Provided text —

━━━━━━━━━━━━━━━━━━━━━━━━━━━━━━

[Haskell-cafe] words function
Dougal Stanton
ithika at gmail.com
Thu Nov 8 07:04:07 EST 2007
On 08/11/2007, Ryan Bloor <ryanbloor at hotmail.com> wrote:
>
> hi
>
> I am trying to create a function that uses the words function... I am doing
> the same thing to each element in a list so I am using mapping techniques.
>
> Code...
>
> --Define the main first function
> rStrings2Results :: ([String] -> String) -> [[String]] -> [String]
> rStrings2Results f(head:tail) = (f head : rStrings2Results f tail)
Your description of the problem doesn't relate to the type signature
or the solution you have here. I assume the function f which you pass
in is meant to be 'words'? In that case, the type signature should be
(String -> [String]), not the other way round (which would be unwords,
or concat, for example).

━━━━━━━━━━━━━━━━━━━━━━━━━━━━━━

Data extract —

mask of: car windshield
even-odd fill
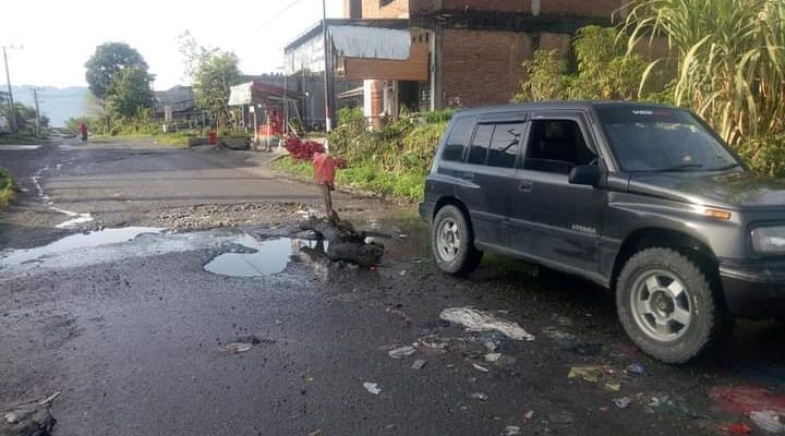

━━━━━━━━━━━━━━━━━━━━━━━━━━━━━━

Given instruction A — In the Haskell mailing-list post, what type signature does the reply say the function f should have if it is meant to be 'words'?
Given instruction B — Pick up the Haskell mailing-list post after its last sentence and write the next few sentences of the reply.

Response A — It should have the type String -> [String].

Response B —
The example solution as it stands also doesn't deal with the empty
list. The pattern match against [] will fail.
> I just want take a list and on the first member ("hello my name is ryan")
> to say [("hello", "my", "name", "is", "ryan"),..............] using the
> words function.
I'm still not completely clear on what you want, so maybe you can
clarify. I guess it's something like:
["my name is ryan", "i am learning haskell", "it is fun"] ->
[["my","name", "is", "ryan"],["i am learning haskell", "it is fun"]]
Is this about right? If so, then your type signature should be:
f :: (String -> [String]) -> [String] -> [[String]]
Although as another poster mentioned, you might think about separating
out the head and the tail of the list. It seems to just be a
two-element list which could be easily represented as a tuple.
f' :: (String -> [String]) -> [String] -> ([String], [String])
Of course I could be very wrong with my interpretation of your problem!
Cheers,
D.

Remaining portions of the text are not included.